Problem requirements
Each line of the records containing "hillside" is to be copied out and returned.

Provided information

####################

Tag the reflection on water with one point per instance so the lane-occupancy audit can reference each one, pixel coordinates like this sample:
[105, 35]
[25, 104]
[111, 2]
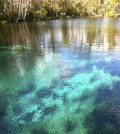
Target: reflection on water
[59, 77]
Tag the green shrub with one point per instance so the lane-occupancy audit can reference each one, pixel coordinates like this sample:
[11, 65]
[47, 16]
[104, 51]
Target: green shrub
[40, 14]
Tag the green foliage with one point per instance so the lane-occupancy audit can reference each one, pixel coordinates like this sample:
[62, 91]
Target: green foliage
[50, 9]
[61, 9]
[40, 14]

####################

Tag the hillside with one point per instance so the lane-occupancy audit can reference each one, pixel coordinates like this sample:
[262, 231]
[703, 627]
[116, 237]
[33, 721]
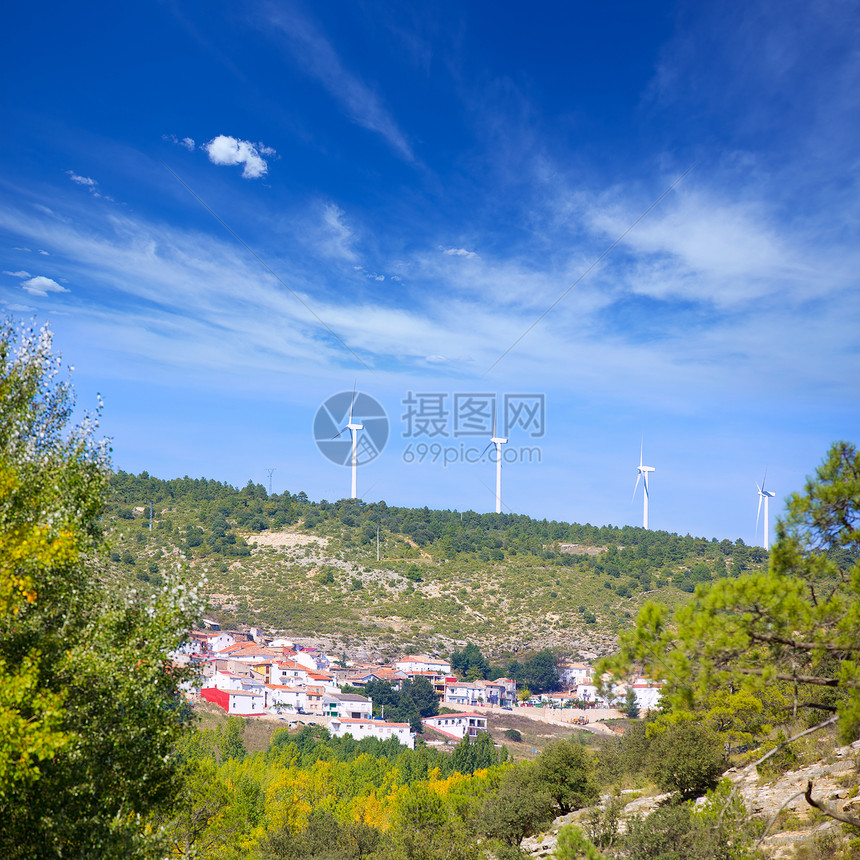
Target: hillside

####################

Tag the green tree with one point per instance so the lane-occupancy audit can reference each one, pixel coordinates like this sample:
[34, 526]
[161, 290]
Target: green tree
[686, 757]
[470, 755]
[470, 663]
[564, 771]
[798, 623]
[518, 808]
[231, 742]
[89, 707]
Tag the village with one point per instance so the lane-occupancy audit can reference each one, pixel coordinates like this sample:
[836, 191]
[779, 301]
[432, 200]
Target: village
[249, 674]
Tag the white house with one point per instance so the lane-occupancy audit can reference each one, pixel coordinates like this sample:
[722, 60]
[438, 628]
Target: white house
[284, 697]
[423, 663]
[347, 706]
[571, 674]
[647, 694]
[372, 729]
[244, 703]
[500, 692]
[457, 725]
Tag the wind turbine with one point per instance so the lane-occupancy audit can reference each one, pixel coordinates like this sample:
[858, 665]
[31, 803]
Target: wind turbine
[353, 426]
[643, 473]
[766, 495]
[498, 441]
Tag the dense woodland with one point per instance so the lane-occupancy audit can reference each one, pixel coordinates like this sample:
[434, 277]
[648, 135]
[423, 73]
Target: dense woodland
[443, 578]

####################

Written answer
Tag the hillside with one point per instance so the lane-occupancy audit can reference each one, pixel coordinates like this sample:
Target: hillside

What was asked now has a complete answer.